Your instructions: Rewrite all the records below, changing every "Query" to "Target" and leaving everything else as it stands.

Given information:
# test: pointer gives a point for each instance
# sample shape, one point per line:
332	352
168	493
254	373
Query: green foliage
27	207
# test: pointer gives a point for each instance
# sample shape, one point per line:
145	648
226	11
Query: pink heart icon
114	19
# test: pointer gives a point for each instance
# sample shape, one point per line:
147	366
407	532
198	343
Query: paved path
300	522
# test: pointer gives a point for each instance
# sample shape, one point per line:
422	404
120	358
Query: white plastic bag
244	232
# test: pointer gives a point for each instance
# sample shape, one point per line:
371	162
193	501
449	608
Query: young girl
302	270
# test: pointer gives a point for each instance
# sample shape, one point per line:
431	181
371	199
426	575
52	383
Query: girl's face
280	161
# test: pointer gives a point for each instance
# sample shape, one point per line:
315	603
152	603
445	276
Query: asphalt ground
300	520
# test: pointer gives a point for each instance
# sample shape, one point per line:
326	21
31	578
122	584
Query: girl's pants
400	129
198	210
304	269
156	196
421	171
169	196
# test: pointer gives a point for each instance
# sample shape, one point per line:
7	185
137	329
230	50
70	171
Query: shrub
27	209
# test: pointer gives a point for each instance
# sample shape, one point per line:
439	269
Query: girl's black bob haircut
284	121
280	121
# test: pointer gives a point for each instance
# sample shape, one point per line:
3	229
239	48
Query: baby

Task result:
# test: pointer gives a point for each instance
# sample shape, one point per line:
332	352
168	493
254	373
Target: green foliage
27	207
# test: pointer gives a point for each instance
# sample shape, one point per line:
145	648
226	11
Target: pink heart icon
114	19
# test: pointer gives a point for each instance
# sample shape, one point per line:
147	366
407	532
198	343
Target: paved path
300	522
# test: pointer gives a point for each instance
# sample shape, one point per line:
422	404
120	358
Target: white plastic bag
244	232
# test: pointer gives a point for each instance
# sample shape, one point per line:
371	162
193	501
449	608
Target: young girl
302	270
# test: pointer gives a point for each instance
# sample shape, one point per line:
431	181
371	199
426	575
52	383
Target: girl's face
280	161
# test: pointer gives a point for each instance
# sample shape, one point per line:
315	603
152	603
445	276
Target: asphalt ground
300	520
# test: pointer gives a point for each instance
# sample shape, one point per line:
326	21
31	578
122	584
Target: girl's pants
400	129
198	210
304	269
156	196
421	171
169	196
# test: pointer gives a point for each instance
# sample shape, one point per line:
7	185
137	329
230	50
70	171
Target: shrub
27	209
# test: pointer gives a point for each instance
# sample shape, one point per line:
439	269
Target: girl's black bob haircut
284	121
280	121
# test: pointer gives a point for each instance
# sample shape, one point per line:
3	229
239	48
Target: baby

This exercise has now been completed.